離婚で旦那名義の家を勝手に売却されそうなのですが…
私が住み続けていたら夫が勝手に家を売ることはできないですよね?
こちらは、イクラ不動産をご利用いただいたお客様の実際のご相談内容になります。
※イクラ不動産は不動産会社ではなく、無料&匿名で不動産の相談・会社選び・査定ができるサービスです。
離婚や別居の際に、家の名義が単独で夫名義になっている場合は、勝手に売却されてしまうリスクがあります。
ここでは夫名義の家があるとき、離婚で夫が勝手に売却する危険性と対処方法についてわかりやすく説明します。
もくじ
1.旦那単独名義の家は、旦那だけで売却可能
家族で住んでいた家でも、旦那単独名義になっているとき、夫は妻への相談や協力なしに、自分1人で家を売却できます。

> _学習目標 1_: 離婚と家の売却についての文章の「※」で始まる注記で、イクラ不動産を使って無料かつ匿名でできるとされている事柄をすべて挙げなさい。
> _学習目標 2_: 離婚と家の売却についての文章から、「こちらは、イクラ不動産をご利用いただいたお客様の実際のご相談内容になります。」で始まり「いてわかりやすく説明します。」まで続く部分を、一字も変えずに書き出しなさい。
本文の後に並ぶ行は、参照しなくてもかまいません。

> _記録_:
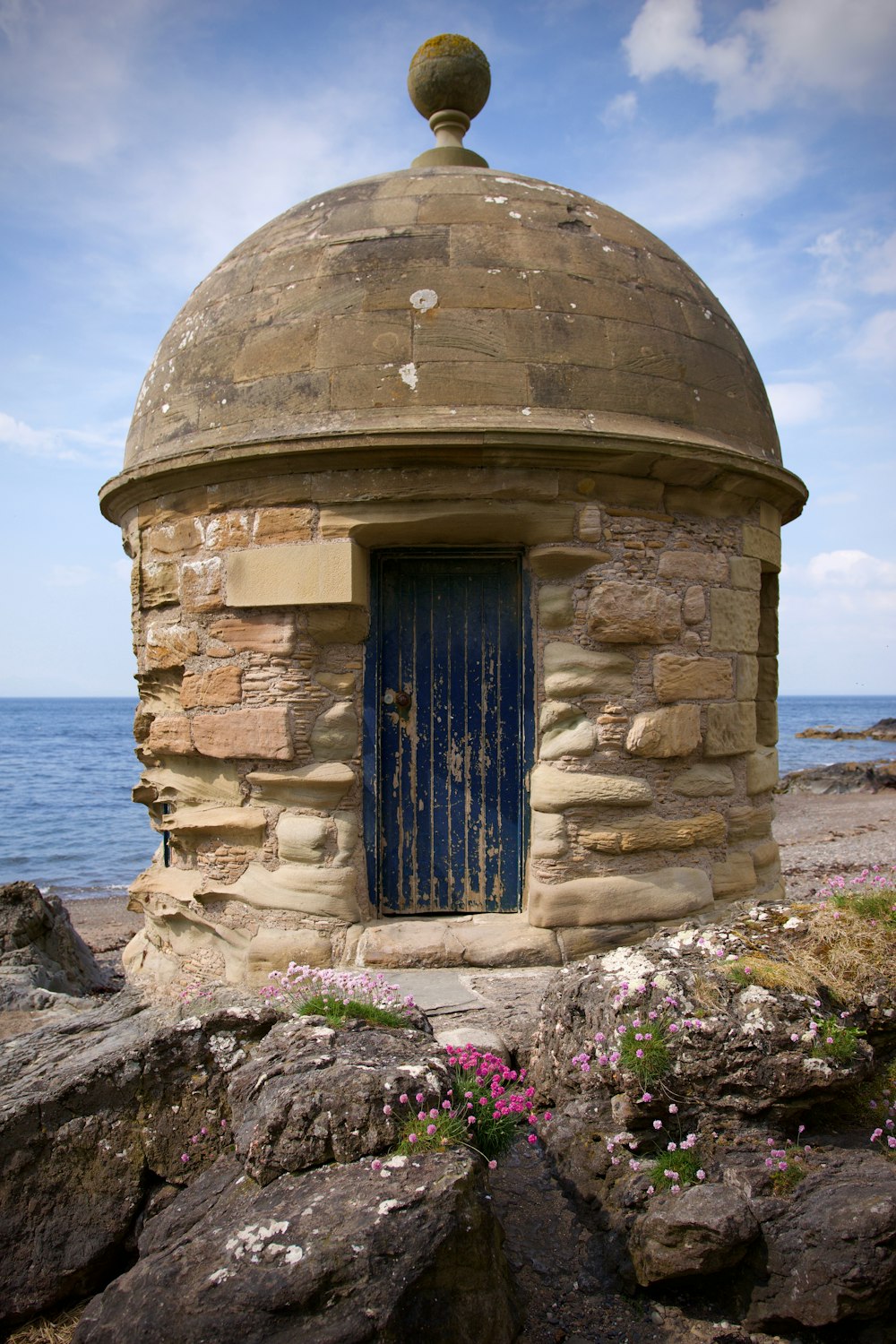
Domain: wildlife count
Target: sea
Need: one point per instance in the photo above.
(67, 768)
--
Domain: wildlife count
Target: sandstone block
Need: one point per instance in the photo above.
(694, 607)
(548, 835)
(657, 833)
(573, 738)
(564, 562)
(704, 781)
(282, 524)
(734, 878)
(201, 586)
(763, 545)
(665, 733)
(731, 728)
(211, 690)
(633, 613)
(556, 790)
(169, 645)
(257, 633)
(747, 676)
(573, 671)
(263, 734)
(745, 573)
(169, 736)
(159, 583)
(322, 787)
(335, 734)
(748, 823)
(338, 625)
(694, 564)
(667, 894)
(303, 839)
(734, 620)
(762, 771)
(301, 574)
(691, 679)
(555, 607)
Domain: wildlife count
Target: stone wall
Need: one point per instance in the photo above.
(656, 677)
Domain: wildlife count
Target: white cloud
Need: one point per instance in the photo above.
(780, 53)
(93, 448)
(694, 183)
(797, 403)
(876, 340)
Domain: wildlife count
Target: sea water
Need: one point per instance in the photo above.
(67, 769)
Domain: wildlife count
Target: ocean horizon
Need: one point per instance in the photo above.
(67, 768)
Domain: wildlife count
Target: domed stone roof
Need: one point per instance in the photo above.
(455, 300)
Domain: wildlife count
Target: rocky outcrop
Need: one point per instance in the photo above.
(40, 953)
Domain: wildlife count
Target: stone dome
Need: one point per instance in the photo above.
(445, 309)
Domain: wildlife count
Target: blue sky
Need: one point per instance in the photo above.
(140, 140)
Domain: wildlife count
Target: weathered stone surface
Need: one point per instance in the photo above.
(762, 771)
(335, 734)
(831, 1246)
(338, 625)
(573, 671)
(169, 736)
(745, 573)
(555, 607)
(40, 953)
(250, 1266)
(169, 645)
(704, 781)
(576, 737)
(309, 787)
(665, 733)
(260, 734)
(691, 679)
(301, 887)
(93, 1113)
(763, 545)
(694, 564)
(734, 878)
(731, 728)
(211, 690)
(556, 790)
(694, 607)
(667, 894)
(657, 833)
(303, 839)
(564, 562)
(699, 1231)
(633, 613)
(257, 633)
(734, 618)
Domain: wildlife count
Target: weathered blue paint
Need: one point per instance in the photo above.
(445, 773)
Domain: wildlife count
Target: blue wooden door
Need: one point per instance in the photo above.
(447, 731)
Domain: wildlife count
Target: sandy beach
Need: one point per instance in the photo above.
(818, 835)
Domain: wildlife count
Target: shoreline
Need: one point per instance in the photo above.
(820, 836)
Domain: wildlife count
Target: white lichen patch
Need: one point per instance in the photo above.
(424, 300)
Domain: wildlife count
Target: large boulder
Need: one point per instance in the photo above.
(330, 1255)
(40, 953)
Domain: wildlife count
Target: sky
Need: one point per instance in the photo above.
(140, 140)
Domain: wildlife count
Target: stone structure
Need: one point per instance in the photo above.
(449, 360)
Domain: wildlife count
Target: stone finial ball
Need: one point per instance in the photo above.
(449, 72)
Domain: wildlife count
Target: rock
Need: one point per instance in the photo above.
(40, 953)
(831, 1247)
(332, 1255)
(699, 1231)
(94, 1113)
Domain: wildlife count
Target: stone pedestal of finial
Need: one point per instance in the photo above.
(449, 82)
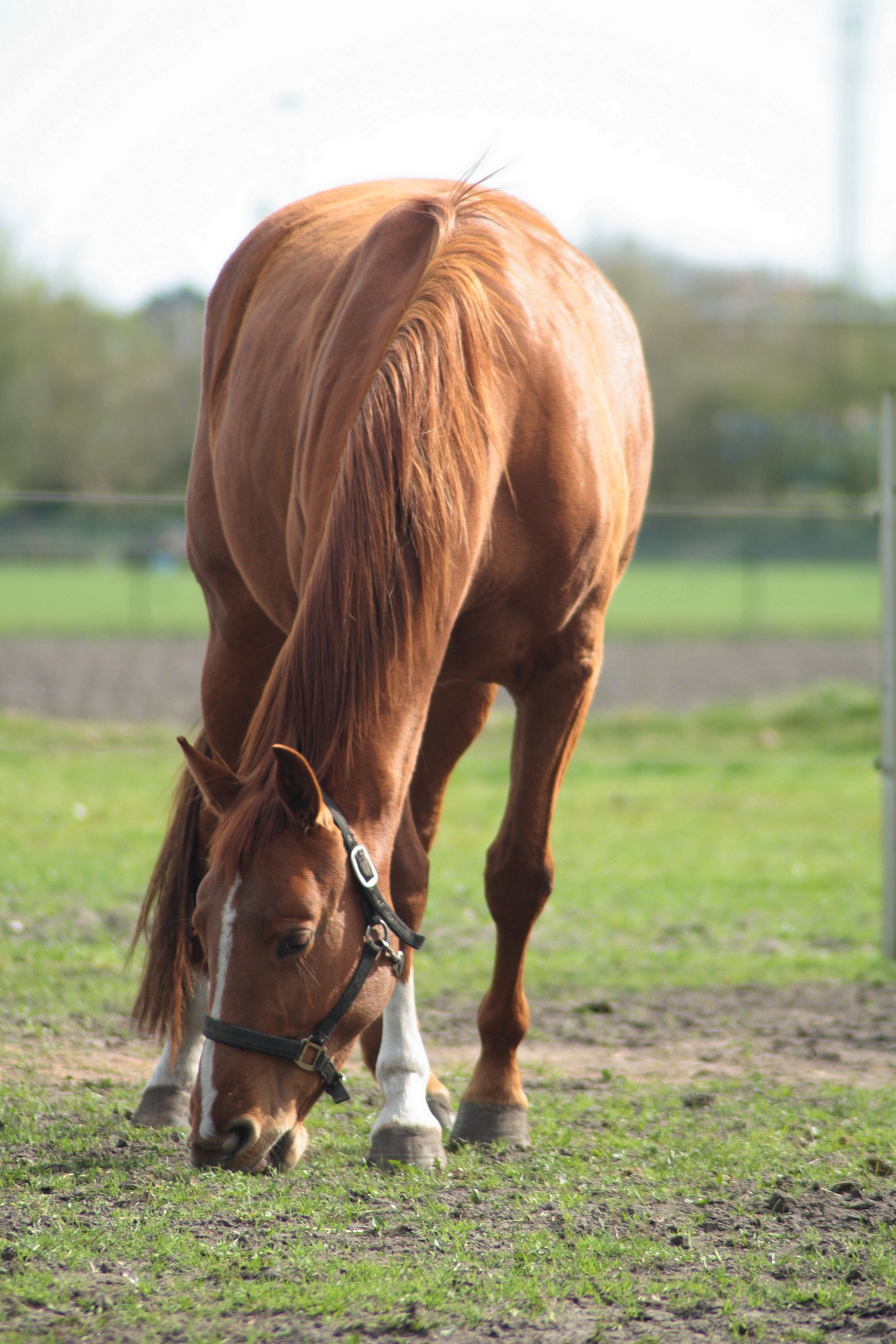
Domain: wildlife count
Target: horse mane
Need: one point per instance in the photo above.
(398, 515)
* * *
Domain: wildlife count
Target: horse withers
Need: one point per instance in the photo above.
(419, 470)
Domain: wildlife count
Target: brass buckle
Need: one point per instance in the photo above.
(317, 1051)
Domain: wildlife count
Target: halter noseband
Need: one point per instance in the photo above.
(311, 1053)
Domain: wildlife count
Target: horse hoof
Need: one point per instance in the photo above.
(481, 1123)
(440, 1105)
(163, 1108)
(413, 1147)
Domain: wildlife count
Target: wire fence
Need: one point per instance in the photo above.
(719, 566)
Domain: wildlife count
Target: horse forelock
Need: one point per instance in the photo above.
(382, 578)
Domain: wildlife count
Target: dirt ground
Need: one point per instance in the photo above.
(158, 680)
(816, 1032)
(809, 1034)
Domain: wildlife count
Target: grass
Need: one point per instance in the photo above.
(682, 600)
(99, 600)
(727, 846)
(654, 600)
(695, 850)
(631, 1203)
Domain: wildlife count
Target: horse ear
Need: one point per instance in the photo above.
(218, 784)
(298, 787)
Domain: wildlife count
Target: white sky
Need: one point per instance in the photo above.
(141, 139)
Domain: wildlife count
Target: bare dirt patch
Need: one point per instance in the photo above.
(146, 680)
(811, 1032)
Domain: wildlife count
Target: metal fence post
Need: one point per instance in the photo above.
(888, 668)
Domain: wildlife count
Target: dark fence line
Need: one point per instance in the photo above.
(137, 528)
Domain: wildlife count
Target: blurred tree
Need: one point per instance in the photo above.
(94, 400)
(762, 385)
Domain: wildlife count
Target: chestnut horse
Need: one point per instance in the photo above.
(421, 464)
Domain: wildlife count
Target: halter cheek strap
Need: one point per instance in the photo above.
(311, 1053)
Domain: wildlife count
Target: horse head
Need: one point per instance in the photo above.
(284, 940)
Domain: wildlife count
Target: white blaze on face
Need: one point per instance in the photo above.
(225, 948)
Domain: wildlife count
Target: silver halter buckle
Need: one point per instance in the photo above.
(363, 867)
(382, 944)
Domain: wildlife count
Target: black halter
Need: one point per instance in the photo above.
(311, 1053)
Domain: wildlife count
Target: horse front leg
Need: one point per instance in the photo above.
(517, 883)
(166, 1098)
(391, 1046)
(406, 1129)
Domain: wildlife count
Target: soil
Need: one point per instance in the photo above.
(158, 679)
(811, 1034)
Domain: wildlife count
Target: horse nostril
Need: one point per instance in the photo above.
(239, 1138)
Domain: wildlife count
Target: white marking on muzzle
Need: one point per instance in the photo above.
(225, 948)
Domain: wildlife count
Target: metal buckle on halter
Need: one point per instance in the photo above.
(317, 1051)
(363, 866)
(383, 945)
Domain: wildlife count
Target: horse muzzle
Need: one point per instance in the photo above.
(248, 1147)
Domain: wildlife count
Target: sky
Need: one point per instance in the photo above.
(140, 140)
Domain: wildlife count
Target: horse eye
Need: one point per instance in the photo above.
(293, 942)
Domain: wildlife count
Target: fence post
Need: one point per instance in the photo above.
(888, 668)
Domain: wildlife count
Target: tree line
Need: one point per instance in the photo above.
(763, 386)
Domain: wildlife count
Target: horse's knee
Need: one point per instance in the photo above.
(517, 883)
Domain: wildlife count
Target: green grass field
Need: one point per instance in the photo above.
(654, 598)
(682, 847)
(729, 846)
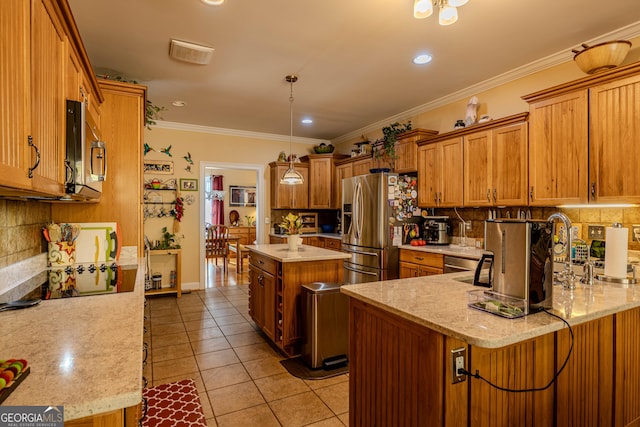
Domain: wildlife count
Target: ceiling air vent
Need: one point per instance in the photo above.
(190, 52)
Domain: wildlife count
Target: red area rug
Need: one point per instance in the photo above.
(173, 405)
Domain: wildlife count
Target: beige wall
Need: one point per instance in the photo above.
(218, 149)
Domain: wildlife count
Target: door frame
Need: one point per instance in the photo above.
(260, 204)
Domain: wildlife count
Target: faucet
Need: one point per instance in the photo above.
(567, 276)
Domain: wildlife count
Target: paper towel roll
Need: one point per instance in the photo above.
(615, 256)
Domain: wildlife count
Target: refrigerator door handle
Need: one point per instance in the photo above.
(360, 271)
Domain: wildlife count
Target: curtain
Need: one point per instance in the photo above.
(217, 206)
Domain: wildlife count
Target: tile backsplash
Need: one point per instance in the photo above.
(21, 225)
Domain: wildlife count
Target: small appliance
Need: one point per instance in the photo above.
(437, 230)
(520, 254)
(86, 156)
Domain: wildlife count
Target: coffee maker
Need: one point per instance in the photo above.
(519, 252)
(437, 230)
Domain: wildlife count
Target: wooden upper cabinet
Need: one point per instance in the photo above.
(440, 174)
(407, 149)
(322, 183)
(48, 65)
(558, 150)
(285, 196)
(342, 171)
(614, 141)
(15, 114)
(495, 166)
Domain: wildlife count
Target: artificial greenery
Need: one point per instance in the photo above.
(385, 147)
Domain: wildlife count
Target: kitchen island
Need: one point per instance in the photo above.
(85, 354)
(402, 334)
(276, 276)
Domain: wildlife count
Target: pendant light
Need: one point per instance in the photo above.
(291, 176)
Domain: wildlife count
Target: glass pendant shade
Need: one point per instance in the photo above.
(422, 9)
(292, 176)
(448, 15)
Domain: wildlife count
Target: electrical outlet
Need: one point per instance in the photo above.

> _解答 1_: 不動産の相談、会社選び、査定

> _解答 2_:
こちらは、イクラ不動産をご利用いただいたお客様の実際のご相談内容になります。
※イクラ不動産は不動産会社ではなく、無料&匿名で不動産の相談・会社選び・査定ができるサービスです。
離婚や別居の際に、家の名義が単独で夫名義になっている場合は、勝手に売却されてしまうリスクがあります。
ここでは夫名義の家があるとき、離婚で夫が勝手に売却する危険性と対処方法についてわかりやすく説明します。